__SELECTED TEXT__:
======
The Gallant Advantage
THE GALLANT APPROACH
Manufacture pure explosive materials as the base of all odor products using the highest grade reagents available.
Modify explosive to non-detonable format without impacting chemistry.
Use cutting edge quality control methods to track product quality and consistency.
Use a systemic Quality by Design (QbD) approach to ensure quality without compromise.
Gallant TA-SPOT® training aids are made with a process developed by the Johns Hopkins University Applied Physics Laboratory (APL) that was designed to produce non-detonable training aids that are free from extraneous odors—such as those from solvents—that can lead to improper odor imprinting and lack of generalization to the pure, or “neat,” explosive.
======
__DATA EXCERPTS__:
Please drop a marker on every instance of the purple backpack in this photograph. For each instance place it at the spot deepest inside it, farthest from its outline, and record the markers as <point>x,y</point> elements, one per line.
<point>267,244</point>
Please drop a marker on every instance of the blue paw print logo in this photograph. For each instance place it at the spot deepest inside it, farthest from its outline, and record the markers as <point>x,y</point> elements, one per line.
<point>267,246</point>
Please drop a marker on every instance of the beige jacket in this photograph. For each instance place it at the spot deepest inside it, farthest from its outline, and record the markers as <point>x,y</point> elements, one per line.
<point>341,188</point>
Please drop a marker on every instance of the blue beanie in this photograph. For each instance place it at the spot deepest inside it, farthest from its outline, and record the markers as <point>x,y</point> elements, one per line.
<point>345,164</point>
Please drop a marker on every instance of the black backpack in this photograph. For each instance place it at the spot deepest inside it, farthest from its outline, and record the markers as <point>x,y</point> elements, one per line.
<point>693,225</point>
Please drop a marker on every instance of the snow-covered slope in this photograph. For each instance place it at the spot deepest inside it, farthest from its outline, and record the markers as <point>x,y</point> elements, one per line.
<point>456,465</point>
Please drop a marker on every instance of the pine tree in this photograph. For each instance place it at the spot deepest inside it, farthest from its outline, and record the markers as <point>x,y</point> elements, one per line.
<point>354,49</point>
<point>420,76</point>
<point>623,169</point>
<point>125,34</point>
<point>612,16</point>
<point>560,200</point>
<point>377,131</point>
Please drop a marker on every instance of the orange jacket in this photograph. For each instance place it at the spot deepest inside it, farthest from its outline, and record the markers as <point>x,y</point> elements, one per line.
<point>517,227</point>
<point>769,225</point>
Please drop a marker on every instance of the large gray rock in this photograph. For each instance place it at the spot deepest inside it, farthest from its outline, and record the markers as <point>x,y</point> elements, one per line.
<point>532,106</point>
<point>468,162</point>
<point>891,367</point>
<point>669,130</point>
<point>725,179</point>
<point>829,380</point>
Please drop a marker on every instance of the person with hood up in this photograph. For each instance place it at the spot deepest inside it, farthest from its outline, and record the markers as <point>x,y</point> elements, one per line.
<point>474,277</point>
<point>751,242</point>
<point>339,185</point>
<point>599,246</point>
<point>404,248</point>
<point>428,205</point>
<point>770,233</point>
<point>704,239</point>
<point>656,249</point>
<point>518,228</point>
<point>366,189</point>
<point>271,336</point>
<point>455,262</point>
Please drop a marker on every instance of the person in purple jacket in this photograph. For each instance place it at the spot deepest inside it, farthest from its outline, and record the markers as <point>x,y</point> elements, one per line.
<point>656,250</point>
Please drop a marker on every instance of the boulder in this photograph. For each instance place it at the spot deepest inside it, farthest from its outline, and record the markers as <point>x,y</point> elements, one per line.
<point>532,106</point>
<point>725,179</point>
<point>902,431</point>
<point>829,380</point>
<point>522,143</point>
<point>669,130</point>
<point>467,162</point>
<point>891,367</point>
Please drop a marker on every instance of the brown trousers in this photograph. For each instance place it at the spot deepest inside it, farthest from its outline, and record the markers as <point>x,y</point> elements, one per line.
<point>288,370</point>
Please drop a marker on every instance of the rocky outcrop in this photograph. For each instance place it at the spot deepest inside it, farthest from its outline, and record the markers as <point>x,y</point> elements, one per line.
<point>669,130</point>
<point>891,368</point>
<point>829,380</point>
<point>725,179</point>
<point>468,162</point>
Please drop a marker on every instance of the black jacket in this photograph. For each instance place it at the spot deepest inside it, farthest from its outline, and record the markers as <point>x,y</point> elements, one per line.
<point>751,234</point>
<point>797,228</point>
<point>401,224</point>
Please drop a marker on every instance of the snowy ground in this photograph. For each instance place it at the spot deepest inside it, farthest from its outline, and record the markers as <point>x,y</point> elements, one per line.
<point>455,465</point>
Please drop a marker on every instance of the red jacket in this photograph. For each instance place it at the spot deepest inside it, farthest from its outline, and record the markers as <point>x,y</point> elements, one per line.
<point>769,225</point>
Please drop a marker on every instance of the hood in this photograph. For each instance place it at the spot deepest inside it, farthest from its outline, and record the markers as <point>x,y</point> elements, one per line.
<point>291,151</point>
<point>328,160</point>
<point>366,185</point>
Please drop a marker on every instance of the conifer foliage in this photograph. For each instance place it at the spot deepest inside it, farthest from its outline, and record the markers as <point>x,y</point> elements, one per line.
======
__INSTRUCTIONS__:
(A) Reproduce the Gallant Advantage text from "Modify explosive to" up to and including "quality without compromise.".
(B) According to the Gallant Advantage text, which laboratory developed the process used to make Gallant TA-SPOT® training aids?

__TASK ANSWERS__:
(A)
Modify explosive to non-detonable format without impacting chemistry.
Use cutting edge quality control methods to track product quality and consistency.
Use a systemic Quality by Design (QbD) approach to ensure quality without compromise.

(B) The Johns Hopkins University Applied Physics Laboratory (APL).